» **Given instruction**:
Display, copied in full, every line below that contains the string "tree". The match is case-sensitive.

» **Given data**:
=-=-=-=-=
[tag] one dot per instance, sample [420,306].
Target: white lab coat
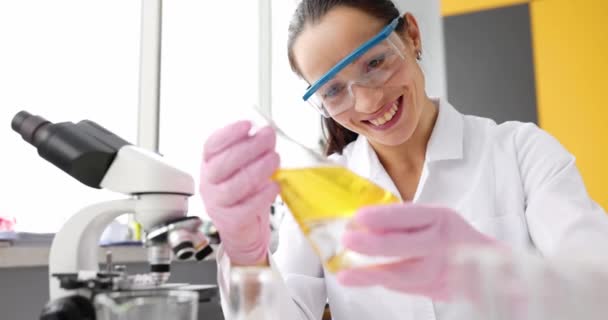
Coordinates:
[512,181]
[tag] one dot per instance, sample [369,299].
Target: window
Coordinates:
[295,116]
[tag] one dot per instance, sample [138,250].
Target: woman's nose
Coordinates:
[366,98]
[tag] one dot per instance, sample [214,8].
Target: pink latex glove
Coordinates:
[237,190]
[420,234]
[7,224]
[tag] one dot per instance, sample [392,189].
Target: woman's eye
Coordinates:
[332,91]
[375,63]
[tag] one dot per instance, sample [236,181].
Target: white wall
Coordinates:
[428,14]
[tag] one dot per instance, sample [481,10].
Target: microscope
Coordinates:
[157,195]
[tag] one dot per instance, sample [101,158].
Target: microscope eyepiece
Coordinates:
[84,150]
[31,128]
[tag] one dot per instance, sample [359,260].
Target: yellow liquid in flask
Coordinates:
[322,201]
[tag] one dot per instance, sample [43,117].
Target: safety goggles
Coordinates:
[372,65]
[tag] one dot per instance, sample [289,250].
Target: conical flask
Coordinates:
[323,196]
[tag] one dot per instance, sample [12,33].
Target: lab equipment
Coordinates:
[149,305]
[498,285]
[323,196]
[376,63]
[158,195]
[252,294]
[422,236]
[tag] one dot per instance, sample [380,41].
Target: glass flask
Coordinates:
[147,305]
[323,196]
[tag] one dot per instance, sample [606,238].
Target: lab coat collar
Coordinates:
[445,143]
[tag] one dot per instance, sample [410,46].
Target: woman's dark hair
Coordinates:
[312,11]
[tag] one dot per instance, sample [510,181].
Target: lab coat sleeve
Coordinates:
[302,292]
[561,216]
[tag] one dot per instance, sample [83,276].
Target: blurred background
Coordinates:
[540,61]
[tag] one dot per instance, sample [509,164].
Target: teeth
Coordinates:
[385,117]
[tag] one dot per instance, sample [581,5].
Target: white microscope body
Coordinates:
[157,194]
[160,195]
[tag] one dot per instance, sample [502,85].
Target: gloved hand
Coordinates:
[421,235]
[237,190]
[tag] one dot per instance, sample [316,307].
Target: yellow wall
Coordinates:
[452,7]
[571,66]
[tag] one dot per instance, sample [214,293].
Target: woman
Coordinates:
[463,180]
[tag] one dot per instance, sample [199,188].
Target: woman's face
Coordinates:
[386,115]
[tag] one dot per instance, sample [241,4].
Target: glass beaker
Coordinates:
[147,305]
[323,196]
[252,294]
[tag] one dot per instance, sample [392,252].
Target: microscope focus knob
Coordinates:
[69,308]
=-=-=-=-=
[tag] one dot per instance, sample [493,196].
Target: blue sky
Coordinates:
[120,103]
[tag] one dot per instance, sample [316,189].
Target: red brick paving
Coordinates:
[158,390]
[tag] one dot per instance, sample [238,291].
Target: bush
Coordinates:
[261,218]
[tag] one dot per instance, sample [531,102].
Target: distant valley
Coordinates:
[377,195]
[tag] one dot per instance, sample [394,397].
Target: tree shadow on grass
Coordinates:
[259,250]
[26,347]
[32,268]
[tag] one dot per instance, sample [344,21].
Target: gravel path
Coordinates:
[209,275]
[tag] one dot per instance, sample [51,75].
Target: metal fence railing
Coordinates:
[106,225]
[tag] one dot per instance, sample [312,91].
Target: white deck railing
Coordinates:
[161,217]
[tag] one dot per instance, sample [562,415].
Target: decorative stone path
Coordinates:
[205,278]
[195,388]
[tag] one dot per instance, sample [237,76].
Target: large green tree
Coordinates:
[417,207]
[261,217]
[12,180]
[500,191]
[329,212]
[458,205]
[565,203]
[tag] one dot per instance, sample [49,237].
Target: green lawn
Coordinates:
=-=-=-=-=
» **Result**:
Target: tree shadow on grass
Target: large green tree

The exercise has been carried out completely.